(Dataset excerpts)
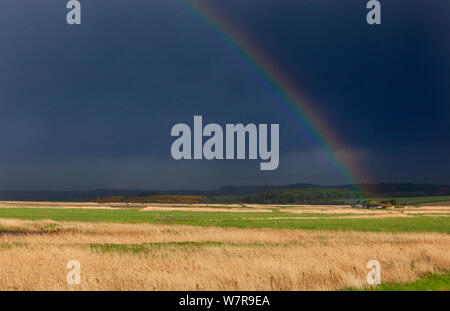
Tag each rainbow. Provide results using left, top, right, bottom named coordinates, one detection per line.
left=182, top=0, right=371, bottom=190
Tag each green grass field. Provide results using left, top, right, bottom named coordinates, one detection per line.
left=0, top=207, right=449, bottom=233
left=348, top=273, right=450, bottom=291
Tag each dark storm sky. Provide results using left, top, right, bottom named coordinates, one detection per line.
left=0, top=0, right=448, bottom=190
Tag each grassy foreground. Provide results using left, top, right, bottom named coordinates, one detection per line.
left=0, top=217, right=449, bottom=290
left=0, top=207, right=449, bottom=232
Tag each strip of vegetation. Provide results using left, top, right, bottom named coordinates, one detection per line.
left=89, top=241, right=307, bottom=254
left=347, top=273, right=450, bottom=291
left=0, top=242, right=25, bottom=249
left=90, top=242, right=224, bottom=254
left=0, top=208, right=449, bottom=233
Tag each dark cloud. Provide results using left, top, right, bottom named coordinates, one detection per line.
left=0, top=0, right=448, bottom=190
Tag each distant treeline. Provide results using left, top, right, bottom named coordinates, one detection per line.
left=0, top=183, right=449, bottom=203
left=93, top=195, right=209, bottom=204
left=356, top=183, right=450, bottom=197
left=243, top=188, right=362, bottom=204
left=213, top=183, right=450, bottom=198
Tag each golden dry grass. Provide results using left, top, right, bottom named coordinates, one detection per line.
left=0, top=218, right=449, bottom=290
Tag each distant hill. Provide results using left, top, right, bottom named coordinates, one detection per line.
left=356, top=183, right=450, bottom=197
left=243, top=187, right=361, bottom=204
left=0, top=183, right=449, bottom=203
left=210, top=183, right=317, bottom=196
left=241, top=183, right=450, bottom=204
left=212, top=183, right=450, bottom=198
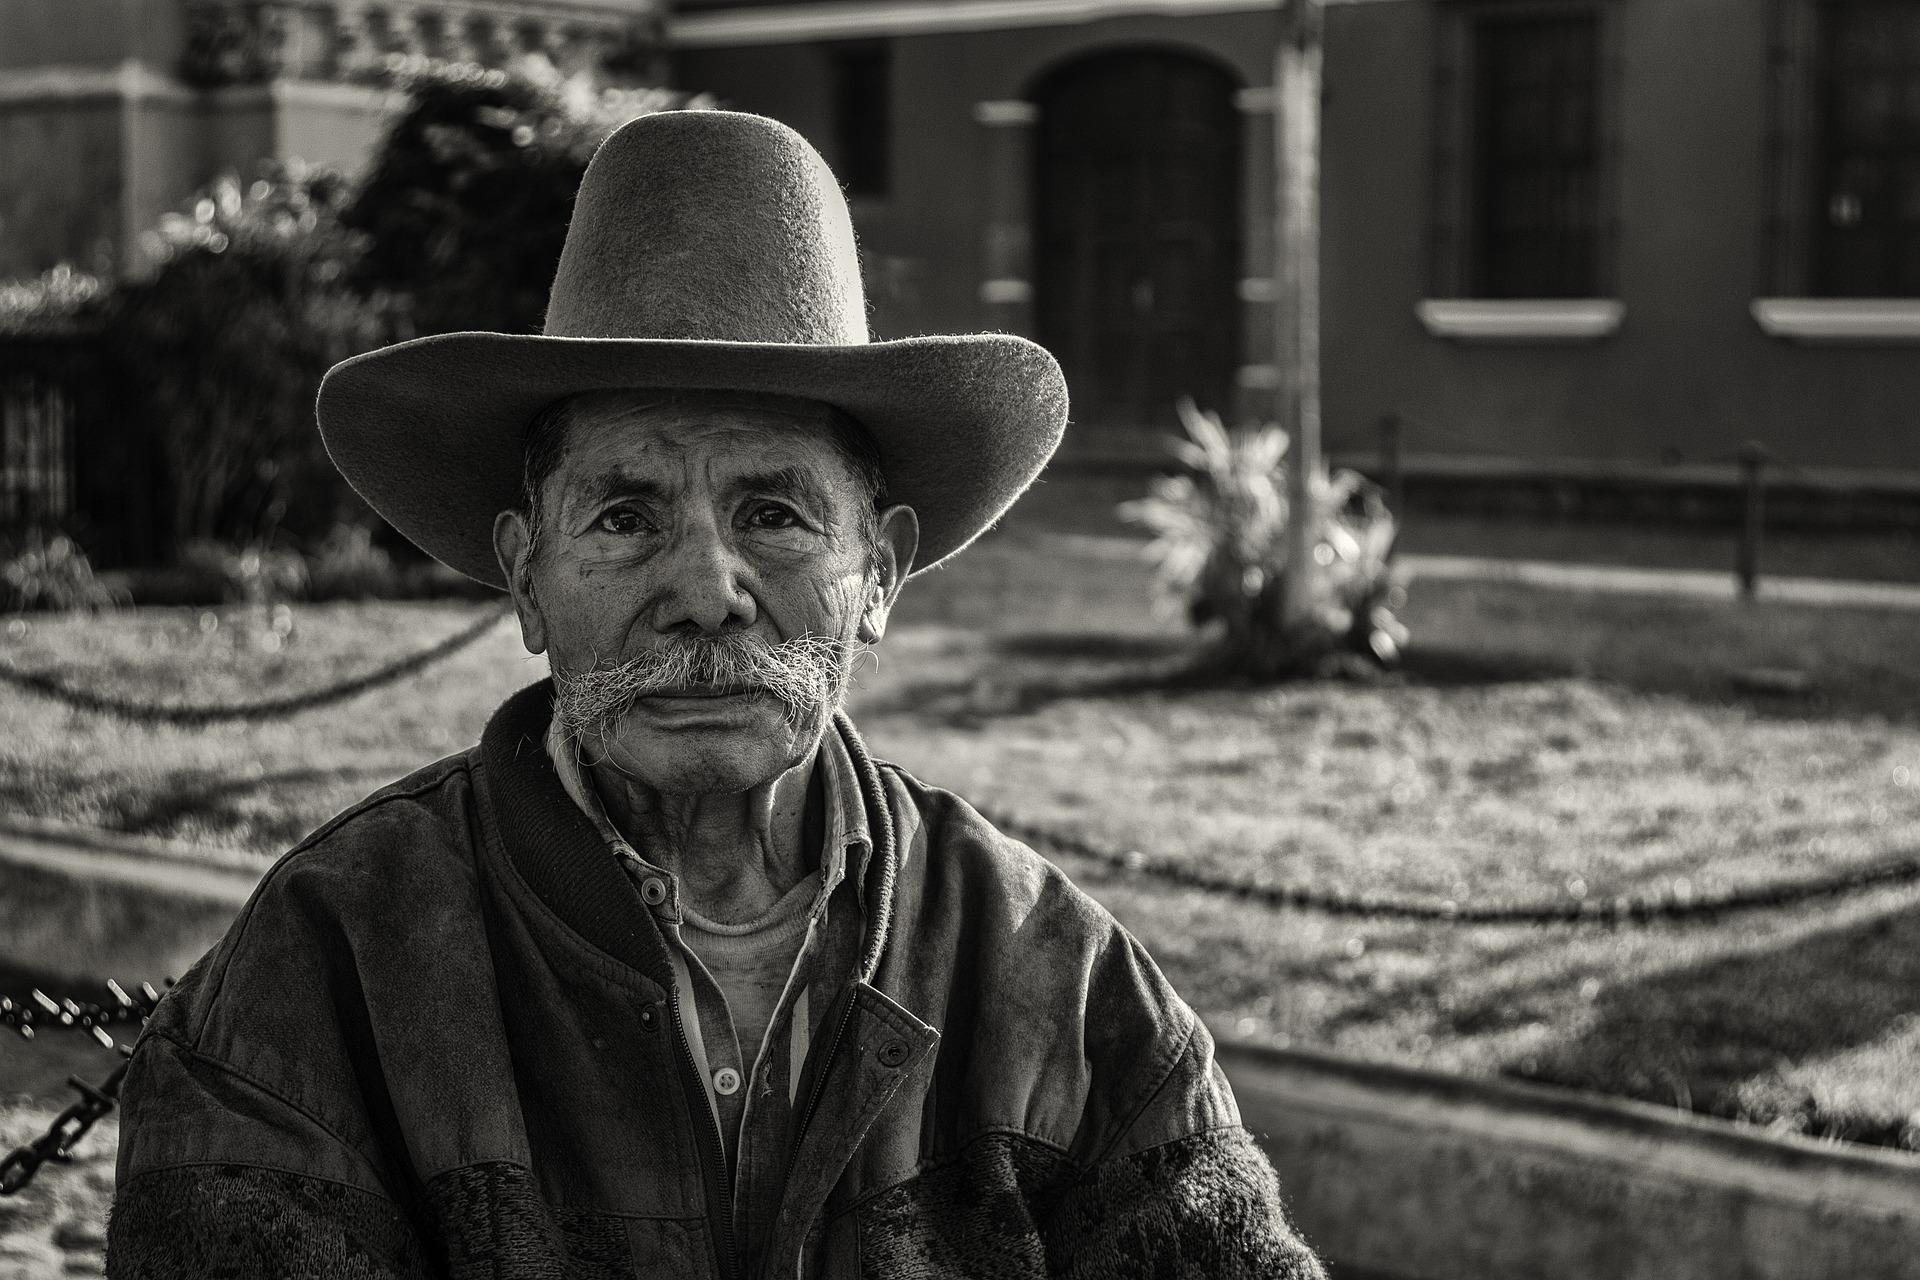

> **About this exercise**
In the copy, include every record exactly and no pictures.

> **Result of this task**
Tag each rainbow. Provide results using left, top, right, bottom named coordinates, one detection per line.
left=182, top=0, right=371, bottom=190
Tag each green grass field. Provide results using left, top, right, bottom named coordinates, one detection per line.
left=0, top=207, right=449, bottom=233
left=348, top=273, right=450, bottom=291
Tag each dark storm sky. Provide results using left, top, right, bottom named coordinates, one detection per line.
left=0, top=0, right=448, bottom=190
Tag each grassy foreground. Provide results using left, top, right, bottom named coordinates, one detection per line.
left=0, top=217, right=449, bottom=290
left=0, top=207, right=449, bottom=232
Tag each strip of vegetation. Provide results using left, top, right, bottom named coordinates, one detection per line.
left=89, top=241, right=307, bottom=254
left=347, top=273, right=450, bottom=291
left=0, top=242, right=25, bottom=249
left=90, top=242, right=224, bottom=254
left=0, top=208, right=449, bottom=233
Tag each dark cloud. Provide results using left, top, right, bottom named coordinates, one detection per line.
left=0, top=0, right=448, bottom=190
Tag each distant treeline. Provide results using left, top, right, bottom named coordinates, one detection per line.
left=0, top=183, right=449, bottom=203
left=93, top=195, right=209, bottom=204
left=356, top=183, right=450, bottom=197
left=243, top=188, right=362, bottom=204
left=213, top=183, right=450, bottom=198
Tag each golden dry grass. Provide results using left, top, right, bottom named coordinates, one detection per line.
left=0, top=218, right=449, bottom=290
Tag each distant hill. Provide results using left, top, right, bottom named coordinates, one detection per line.
left=356, top=183, right=450, bottom=197
left=243, top=187, right=361, bottom=204
left=0, top=183, right=449, bottom=203
left=210, top=183, right=317, bottom=196
left=241, top=183, right=450, bottom=204
left=212, top=183, right=450, bottom=198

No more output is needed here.